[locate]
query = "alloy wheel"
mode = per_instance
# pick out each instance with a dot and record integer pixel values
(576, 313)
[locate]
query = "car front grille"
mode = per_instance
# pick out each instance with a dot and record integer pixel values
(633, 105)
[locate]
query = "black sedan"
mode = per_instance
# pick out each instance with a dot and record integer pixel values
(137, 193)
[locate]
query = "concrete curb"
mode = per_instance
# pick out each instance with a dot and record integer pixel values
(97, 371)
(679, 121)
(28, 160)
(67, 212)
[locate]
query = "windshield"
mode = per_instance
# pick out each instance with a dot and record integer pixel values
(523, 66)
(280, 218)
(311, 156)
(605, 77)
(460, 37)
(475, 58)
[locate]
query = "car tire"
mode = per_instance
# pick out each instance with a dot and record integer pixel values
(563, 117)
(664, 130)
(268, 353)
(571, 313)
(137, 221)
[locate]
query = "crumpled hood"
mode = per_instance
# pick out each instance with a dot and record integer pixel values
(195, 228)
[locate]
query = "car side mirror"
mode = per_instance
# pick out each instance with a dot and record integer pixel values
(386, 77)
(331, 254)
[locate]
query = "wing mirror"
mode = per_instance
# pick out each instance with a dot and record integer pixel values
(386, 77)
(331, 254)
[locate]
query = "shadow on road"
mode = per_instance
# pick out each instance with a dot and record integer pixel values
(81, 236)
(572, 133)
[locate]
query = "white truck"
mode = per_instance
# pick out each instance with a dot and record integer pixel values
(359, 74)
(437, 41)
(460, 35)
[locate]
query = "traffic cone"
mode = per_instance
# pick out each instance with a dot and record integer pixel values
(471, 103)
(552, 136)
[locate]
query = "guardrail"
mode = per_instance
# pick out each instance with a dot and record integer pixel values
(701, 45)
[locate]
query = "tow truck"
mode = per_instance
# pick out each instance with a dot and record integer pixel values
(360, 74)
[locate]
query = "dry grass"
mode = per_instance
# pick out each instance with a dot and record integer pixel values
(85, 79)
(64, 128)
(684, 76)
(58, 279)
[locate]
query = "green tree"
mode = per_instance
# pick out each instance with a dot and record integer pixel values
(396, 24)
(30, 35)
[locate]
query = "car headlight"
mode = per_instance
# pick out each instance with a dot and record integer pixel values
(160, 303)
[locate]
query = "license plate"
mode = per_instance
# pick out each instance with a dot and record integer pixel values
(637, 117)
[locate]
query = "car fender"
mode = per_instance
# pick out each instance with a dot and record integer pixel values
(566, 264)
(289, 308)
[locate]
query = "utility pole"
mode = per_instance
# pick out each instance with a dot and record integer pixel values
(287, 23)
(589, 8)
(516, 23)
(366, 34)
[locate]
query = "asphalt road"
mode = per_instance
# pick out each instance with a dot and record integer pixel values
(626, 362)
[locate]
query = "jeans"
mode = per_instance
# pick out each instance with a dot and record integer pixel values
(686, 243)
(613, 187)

· · · · ·

Exercise instructions:
What you write must match the records above line for line.

Result:
[locate]
query = "alloy wheel"
mode = per_instance
# pick out each instance with a dot and record integer pixel values
(576, 313)
[locate]
query = "car front grille"
mode = per_instance
# pick out each instance with a dot and record integer pixel values
(633, 105)
[locate]
query = "black sedan"
mode = per_instance
# pick out each instance with a dot and record integer pixel values
(137, 193)
[locate]
query = "concrete curb"
mode = per_instance
# pick out each instance with a dot and record integer pixel values
(97, 371)
(679, 121)
(28, 160)
(67, 212)
[locate]
query = "windshield"
mode = per_instance
# pick out each instance with a dot and record integer pixel values
(523, 66)
(280, 218)
(311, 156)
(605, 77)
(460, 37)
(475, 58)
[locate]
query = "car tire"
mode = per_instance
# pick out each instance with a dot and record integer pixel values
(563, 117)
(664, 130)
(268, 353)
(571, 313)
(137, 221)
[locate]
query = "crumpled hood"
mode = per_instance
# pick out each instance with a dot and record integer pixel values
(195, 228)
[locate]
query = "car side mirror"
mode = per_instance
# pick out each instance with a dot and record integer pixel values
(386, 77)
(331, 254)
[locate]
query = "wing mirror"
mode = per_instance
# pick out each instance with a dot and record integer pixel values
(386, 77)
(331, 254)
[locate]
query = "shadow on road"
mode = per_instance
# pick out each instance with a dot and record integer pixel values
(81, 236)
(572, 133)
[locate]
query = "white truck"
mode = per_instance
# pick out each instance with a dot and record integer pixel values
(359, 74)
(437, 41)
(460, 35)
[locate]
query = "traffic cone"
mode = per_instance
# pick out each instance with a dot and record integer pixel values
(471, 103)
(552, 136)
[locate]
query = "guardrail"
mode = per_instance
# pick out each instance with a dot and record integer pixel values
(701, 45)
[locate]
query = "tow truck"
mode = per_instance
# pick out each instance with a dot and record integer pixel values
(360, 74)
[locate]
query = "dry grass"
mode = per_instance
# pick out each instance with a dot and record integer pixel values
(85, 79)
(64, 128)
(684, 76)
(58, 279)
[locate]
query = "green tree"
mode = per_instance
# pick out each instance with a dot and record integer pixel values
(396, 24)
(30, 35)
[locate]
query = "car headlight"
mode = per_instance
# pick out each instance with a dot and record integer pixel values
(160, 303)
[locate]
query = "license plate"
mode = per_instance
# pick out each instance with a dot and record integer pixel values
(637, 117)
[locate]
query = "car fender"
mode = per_instance
# pick out each instance with a dot and record integer pixel values
(566, 264)
(289, 308)
[locate]
query = "utility pole"
mode = per_instance
# pick out each instance with a dot and record integer pixel values
(287, 23)
(589, 8)
(516, 23)
(366, 34)
[locate]
query = "asphalt road"
mode = per_instance
# pick out each instance with a dot and record integer pixel values
(626, 362)
[locate]
query = "jeans"
mode = per_instance
# pick out each instance with a dot and record integer pixel values
(686, 243)
(613, 187)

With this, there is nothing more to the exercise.